*WHAT YOU HAVE TO DO*:
Edit the entries below so that every "tweed checked coat" becomes "wool plaid jacket", with nothing else changed, and reproduce them without the pictures.
▼
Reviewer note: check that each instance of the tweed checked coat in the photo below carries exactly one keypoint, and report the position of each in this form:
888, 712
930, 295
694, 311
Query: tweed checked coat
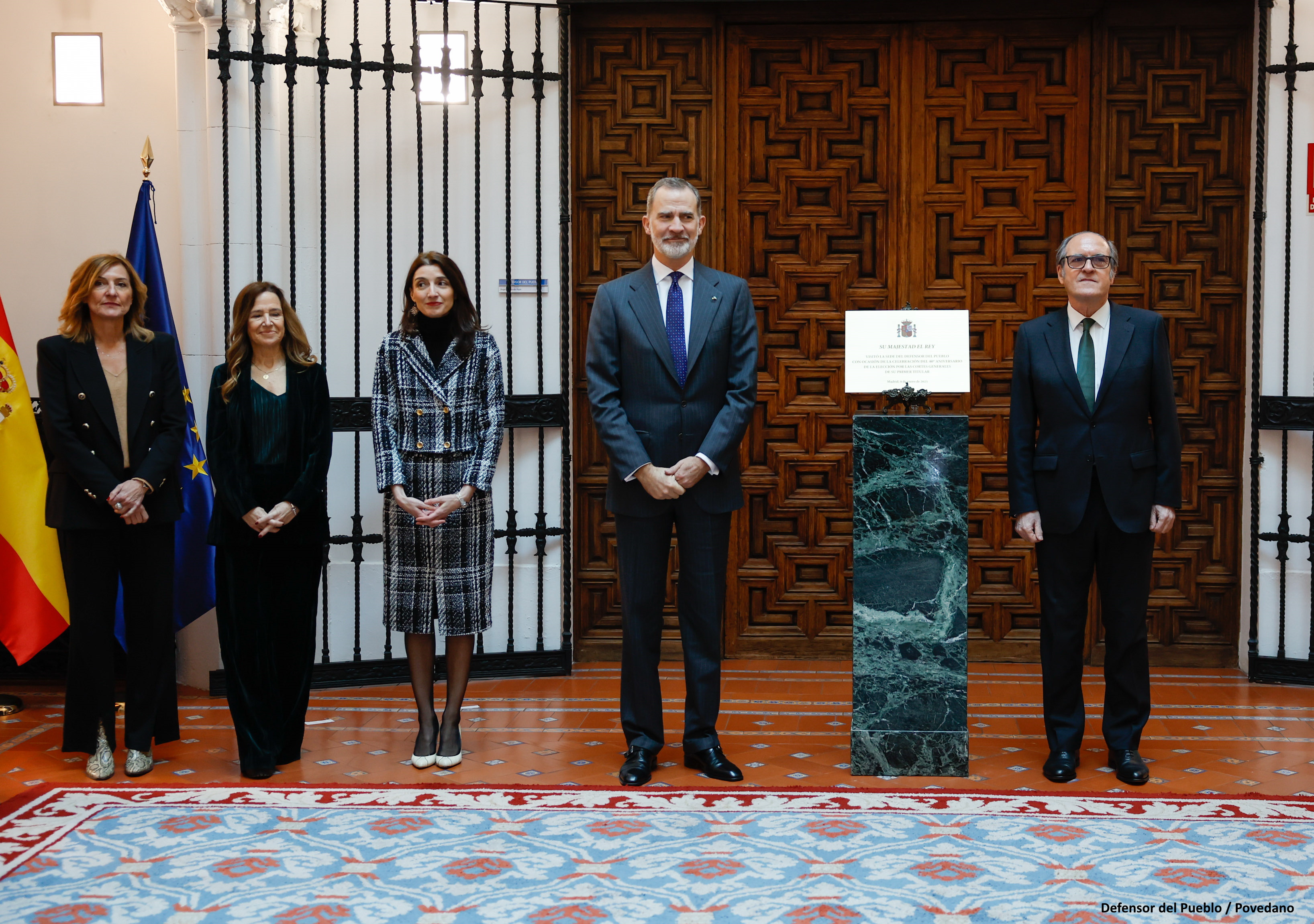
437, 429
▲
*ANSWER BELOW*:
Reviewer note: check that each instance of the wool plaid jacket in the photo below carries exactly one keypoint, and report the position of each in this form:
888, 712
930, 295
694, 311
Query: wool plaid jacket
437, 429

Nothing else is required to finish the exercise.